Data section:
** Start **

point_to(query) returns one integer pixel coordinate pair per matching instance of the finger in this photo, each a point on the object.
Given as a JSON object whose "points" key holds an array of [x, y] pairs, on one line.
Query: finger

** End **
** Start **

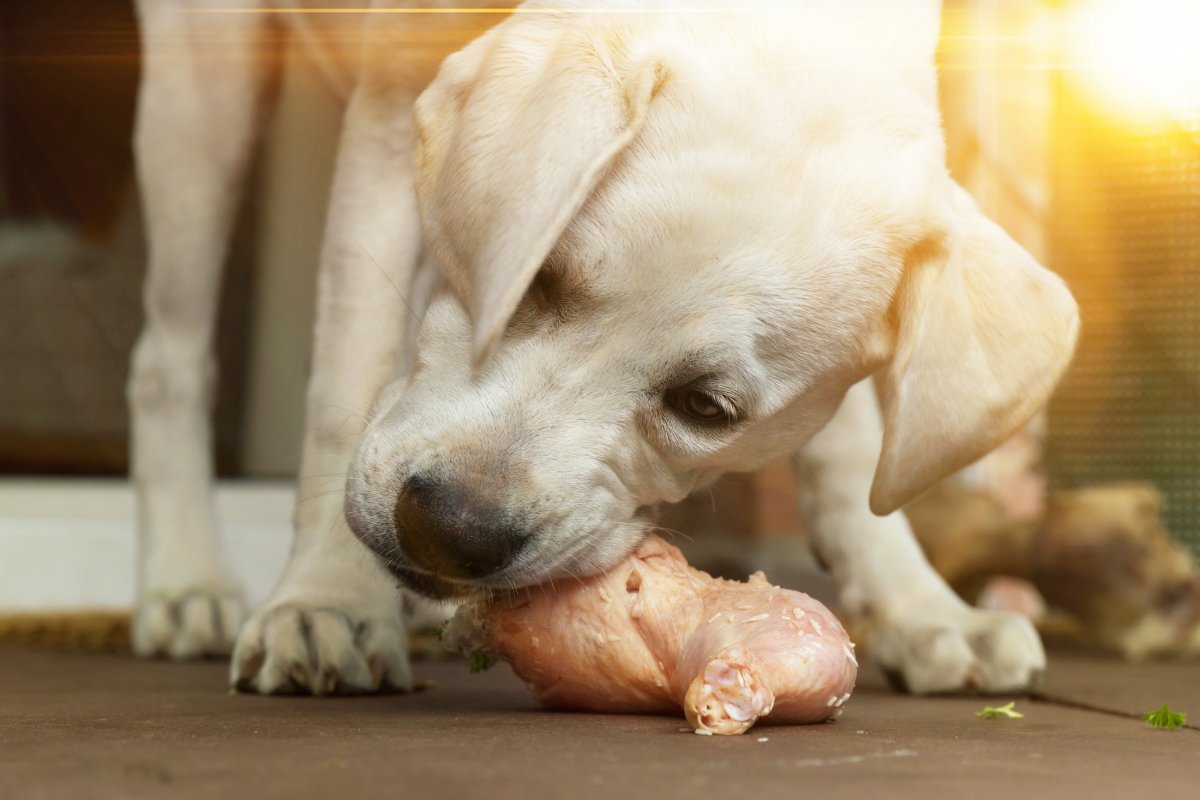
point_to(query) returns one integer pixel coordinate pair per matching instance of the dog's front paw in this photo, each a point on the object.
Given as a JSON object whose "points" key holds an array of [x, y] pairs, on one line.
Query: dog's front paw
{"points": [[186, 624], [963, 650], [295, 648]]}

** End **
** Start **

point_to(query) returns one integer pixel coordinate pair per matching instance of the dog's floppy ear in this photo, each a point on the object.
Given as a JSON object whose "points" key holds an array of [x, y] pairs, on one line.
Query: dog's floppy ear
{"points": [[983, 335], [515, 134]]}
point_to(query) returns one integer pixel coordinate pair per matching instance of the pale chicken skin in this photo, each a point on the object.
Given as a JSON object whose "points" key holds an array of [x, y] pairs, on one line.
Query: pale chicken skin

** End **

Your objective: Please edit the lines from the one that has "of the finger" through the one that has "Query: finger" by replacing "JSON object" with "JSON dictionary", keeping everything else unchanged. Return only those lines.

Task answer:
point_to(query) returns one integer pixel coordinate pair per matching instance of the finger in this photo, each a point on the object.
Given as a JSON dictionary whose "points" key holds an array of [x, y] pairs, on one line.
Query: finger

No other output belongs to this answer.